BEGIN Excerpted records
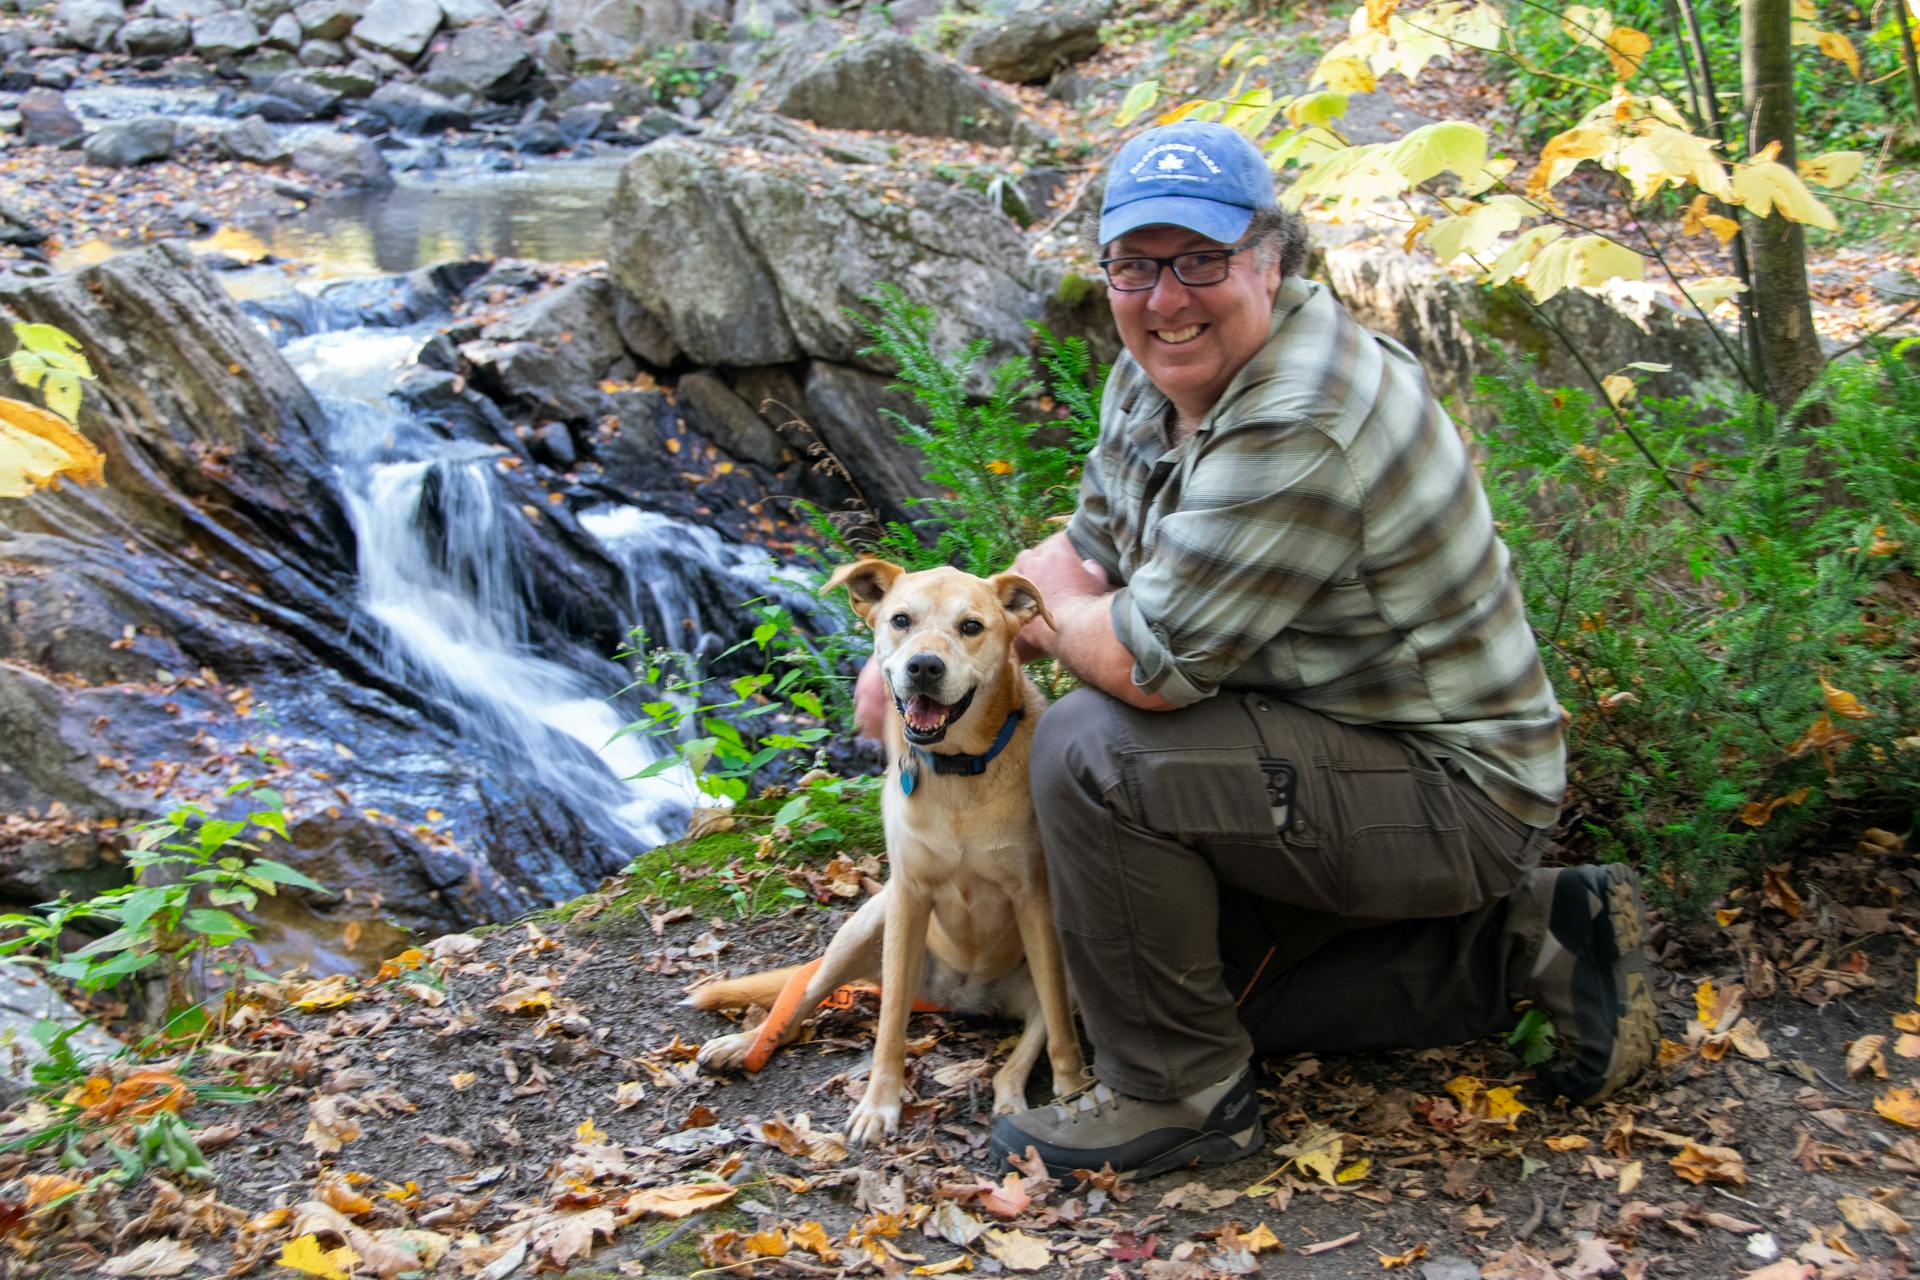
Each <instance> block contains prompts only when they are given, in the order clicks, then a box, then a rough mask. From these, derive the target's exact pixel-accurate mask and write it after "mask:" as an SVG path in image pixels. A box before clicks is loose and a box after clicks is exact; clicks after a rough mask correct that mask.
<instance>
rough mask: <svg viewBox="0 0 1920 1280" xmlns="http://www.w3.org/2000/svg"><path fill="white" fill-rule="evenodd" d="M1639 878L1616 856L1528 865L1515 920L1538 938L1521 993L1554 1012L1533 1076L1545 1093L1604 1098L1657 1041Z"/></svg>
mask: <svg viewBox="0 0 1920 1280" xmlns="http://www.w3.org/2000/svg"><path fill="white" fill-rule="evenodd" d="M1638 883H1640V881H1638V877H1636V875H1634V873H1632V869H1630V867H1624V865H1620V864H1609V865H1603V867H1596V865H1588V867H1561V869H1557V871H1532V873H1530V875H1528V877H1526V883H1524V885H1523V889H1521V892H1519V894H1515V904H1513V923H1515V925H1517V927H1523V929H1524V927H1526V925H1530V927H1532V929H1530V931H1538V936H1540V942H1538V946H1540V950H1538V954H1536V956H1534V963H1532V971H1530V973H1528V975H1526V981H1524V983H1523V986H1521V992H1523V994H1524V996H1528V998H1532V1002H1534V1004H1536V1006H1538V1007H1540V1009H1542V1011H1544V1013H1546V1015H1548V1017H1549V1019H1553V1032H1555V1040H1557V1046H1555V1054H1553V1059H1551V1061H1548V1065H1546V1067H1542V1069H1540V1075H1542V1080H1544V1084H1546V1088H1548V1092H1549V1094H1557V1096H1563V1098H1567V1100H1569V1102H1574V1103H1580V1105H1584V1103H1592V1102H1601V1100H1603V1098H1611V1096H1613V1092H1615V1090H1619V1088H1620V1086H1624V1084H1626V1082H1630V1080H1632V1079H1634V1077H1638V1075H1640V1073H1642V1071H1645V1069H1647V1065H1649V1063H1651V1061H1653V1057H1655V1054H1657V1052H1659V1046H1661V1034H1659V1027H1657V1023H1655V1013H1653V979H1651V975H1649V971H1647V958H1645V950H1644V946H1642V940H1644V938H1645V933H1647V925H1645V915H1642V910H1640V889H1638Z"/></svg>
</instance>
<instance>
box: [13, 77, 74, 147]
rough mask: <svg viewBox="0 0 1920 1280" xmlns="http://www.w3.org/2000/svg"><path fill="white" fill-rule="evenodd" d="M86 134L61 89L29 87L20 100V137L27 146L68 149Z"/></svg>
mask: <svg viewBox="0 0 1920 1280" xmlns="http://www.w3.org/2000/svg"><path fill="white" fill-rule="evenodd" d="M84 132H86V127H84V125H81V117H79V115H75V113H73V107H69V106H67V100H65V96H63V94H61V92H60V90H58V88H29V90H27V94H25V96H23V98H21V100H19V136H21V138H23V140H25V142H27V146H65V144H67V142H73V140H75V138H79V136H81V134H84Z"/></svg>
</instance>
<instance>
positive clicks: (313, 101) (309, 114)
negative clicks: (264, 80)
END Excerpted records
* _Task statement_
All of the entries need to be retyped word for word, pictures excluded.

* _Answer for this exercise_
Each <instance> block contains prompts only when they are given, in the order clicks, then a box, then a rough mask. From these, derive the target's exact pixel-accurate mask and write it after "mask:" as an SVG path in image pixels. A box before clicks is loose and a box after clicks is exact; clicks after a rough mask correct that mask.
<instance>
rough mask: <svg viewBox="0 0 1920 1280" xmlns="http://www.w3.org/2000/svg"><path fill="white" fill-rule="evenodd" d="M1639 878L1616 856L1528 865L1515 920L1538 938L1521 993L1554 1012L1533 1076L1545 1093L1604 1098L1657 1041Z"/></svg>
mask: <svg viewBox="0 0 1920 1280" xmlns="http://www.w3.org/2000/svg"><path fill="white" fill-rule="evenodd" d="M1638 883H1640V881H1638V877H1636V875H1634V873H1632V869H1630V867H1624V865H1620V864H1609V865H1603V867H1596V865H1588V867H1561V869H1557V871H1532V873H1530V875H1528V877H1526V883H1524V885H1523V889H1521V892H1519V894H1515V904H1513V923H1515V925H1517V927H1523V929H1524V927H1526V925H1530V927H1532V929H1530V931H1538V936H1540V942H1538V946H1540V950H1538V954H1536V956H1534V963H1532V971H1530V973H1528V975H1526V981H1524V983H1523V986H1521V992H1523V994H1524V996H1528V998H1532V1002H1534V1004H1536V1006H1538V1007H1540V1009H1542V1011H1544V1013H1546V1015H1548V1017H1549V1019H1553V1032H1555V1040H1557V1046H1555V1054H1553V1059H1551V1061H1548V1065H1546V1067H1542V1069H1540V1075H1542V1080H1544V1084H1546V1088H1548V1092H1549V1094H1557V1096H1563V1098H1567V1100H1569V1102H1574V1103H1580V1105H1584V1103H1592V1102H1601V1100H1603V1098H1611V1096H1613V1092H1615V1090H1619V1088H1620V1086H1624V1084H1626V1082H1630V1080H1632V1079H1634V1077H1638V1075H1640V1073H1642V1071H1645V1069H1647V1065H1649V1063H1651V1061H1653V1057H1655V1054H1657V1052H1659V1046H1661V1034H1659V1027H1657V1023H1655V1013H1653V979H1651V975H1649V971H1647V958H1645V950H1644V946H1642V940H1644V938H1645V933H1647V925H1645V915H1642V910H1640V889H1638Z"/></svg>
</instance>
<instance>
box: [13, 77, 74, 147]
rough mask: <svg viewBox="0 0 1920 1280" xmlns="http://www.w3.org/2000/svg"><path fill="white" fill-rule="evenodd" d="M86 134L61 89L29 87L20 100V137L27 146L68 149Z"/></svg>
mask: <svg viewBox="0 0 1920 1280" xmlns="http://www.w3.org/2000/svg"><path fill="white" fill-rule="evenodd" d="M84 132H86V127H84V125H81V117H79V115H75V113H73V107H69V106H67V100H65V96H63V94H61V92H60V90H58V88H29V90H27V94H25V96H23V98H21V100H19V136H21V138H23V140H25V142H27V146H65V144H67V142H73V140H75V138H79V136H81V134H84Z"/></svg>
</instance>
<instance>
positive clicks: (313, 101) (309, 114)
negative clicks: (264, 80)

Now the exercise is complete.